>>>>>
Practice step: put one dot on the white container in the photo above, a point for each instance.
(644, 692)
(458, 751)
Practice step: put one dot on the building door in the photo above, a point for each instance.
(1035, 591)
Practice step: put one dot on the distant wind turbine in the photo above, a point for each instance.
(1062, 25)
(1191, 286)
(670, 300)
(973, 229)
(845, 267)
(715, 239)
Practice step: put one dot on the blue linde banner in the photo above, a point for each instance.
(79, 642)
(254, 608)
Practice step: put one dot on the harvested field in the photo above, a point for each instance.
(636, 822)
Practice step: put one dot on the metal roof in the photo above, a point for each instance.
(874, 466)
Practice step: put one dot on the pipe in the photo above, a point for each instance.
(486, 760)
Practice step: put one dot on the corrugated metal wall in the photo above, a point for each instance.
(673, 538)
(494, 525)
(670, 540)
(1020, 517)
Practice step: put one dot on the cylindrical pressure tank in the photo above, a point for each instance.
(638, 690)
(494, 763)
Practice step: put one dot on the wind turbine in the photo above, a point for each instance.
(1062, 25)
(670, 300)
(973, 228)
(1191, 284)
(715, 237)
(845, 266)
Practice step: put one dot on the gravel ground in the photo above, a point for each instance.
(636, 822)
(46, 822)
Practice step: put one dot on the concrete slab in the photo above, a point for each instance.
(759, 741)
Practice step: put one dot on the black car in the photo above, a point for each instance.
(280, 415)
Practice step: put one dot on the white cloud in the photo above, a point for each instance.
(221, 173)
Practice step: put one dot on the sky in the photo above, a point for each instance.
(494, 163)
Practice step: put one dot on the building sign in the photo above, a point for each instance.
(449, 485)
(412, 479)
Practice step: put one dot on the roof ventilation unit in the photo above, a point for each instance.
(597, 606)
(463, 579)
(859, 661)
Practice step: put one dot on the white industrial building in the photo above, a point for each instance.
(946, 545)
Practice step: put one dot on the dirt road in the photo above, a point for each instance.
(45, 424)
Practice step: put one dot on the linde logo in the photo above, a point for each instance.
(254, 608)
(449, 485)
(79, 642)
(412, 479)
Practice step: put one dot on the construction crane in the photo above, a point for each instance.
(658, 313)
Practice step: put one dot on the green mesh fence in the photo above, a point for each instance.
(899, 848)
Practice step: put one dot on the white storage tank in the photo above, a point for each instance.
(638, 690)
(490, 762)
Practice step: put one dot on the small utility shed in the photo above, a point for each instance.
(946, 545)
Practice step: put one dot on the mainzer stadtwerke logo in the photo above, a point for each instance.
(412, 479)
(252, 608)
<<<<<
:: Exercise instructions ::
Without altering anything, print all of the data again.

:: Solution ::
Practice step: put one dot on the white container in the photo above, a point for each instance.
(644, 692)
(458, 751)
Practice step: put one dot on the building door in the photo above, a point for each instance.
(1035, 591)
Practice step: put one dot on the distant wind turbine in the photo above, a point for each instance.
(1062, 25)
(1191, 286)
(670, 300)
(973, 229)
(845, 267)
(715, 239)
Practice step: put one dot on the blue linde banner in the photo above, a point for each instance.
(79, 642)
(254, 608)
Practice step: put one dot on the harvested field in the photo above, a point for each instance.
(636, 822)
Practice step: put one dot on the metal roof in the photo above, a point for each instance.
(874, 466)
Practice step: put one dot on the pipe in the photo above, a point for each instance.
(486, 760)
Practice step: put one dot on the corrugated metal wall in the photo above, a point for each instance.
(673, 538)
(494, 525)
(670, 540)
(1020, 517)
Practice step: put one dot on the cylindrical pressure tank in the photo above, a point for each instance.
(638, 690)
(494, 763)
Practice step: put one dot on the wind turbine in the photo above, a point for each instance.
(1062, 25)
(670, 300)
(973, 228)
(1191, 284)
(715, 237)
(845, 266)
Practice step: put one dot on the gravel ground in the photo above, a point for each instance.
(636, 822)
(46, 822)
Practice step: put one dot on the concrete slab in the photo above, a point for each instance.
(759, 741)
Practice step: put one dot on the black car in the photo above, a point for each instance.
(280, 415)
Practice step: put one dot on the white cloud in the photo above, a point for each instance.
(221, 173)
Practice step: put one dot on the sky in the photo above, a point for each instance.
(494, 163)
Practice step: put one dot on the building sign in the photo above, a point for each instance.
(449, 485)
(412, 479)
Practice step: put one dot on the roof ventilation unit in the photo above, a point for each instance.
(597, 606)
(463, 579)
(859, 661)
Practice step: put one dot on the white industrial building in the photo above, a point for each instance.
(946, 545)
Practice step: put one dot on the dirt road in the photo above, a point for each instance.
(45, 424)
Practice step: put one dot on the linde logo in the photo above, a point for each instance.
(254, 608)
(449, 485)
(79, 642)
(412, 479)
Practice step: put one dot on the construction crane in the photo above, a point for each instance.
(658, 313)
Practice step: put one dot on the green mesh fence in the photo above, a point for each instance.
(899, 848)
Practice step: put one dot on the white storage tank in the photo above, a point for each instance.
(638, 690)
(490, 762)
Practice step: put one dot on the small utility shed in the photo above, a point for each instance.
(946, 545)
Practice step: put one dot on the mainzer stadtwerke logo in the photo above, a point for each instance.
(412, 479)
(252, 608)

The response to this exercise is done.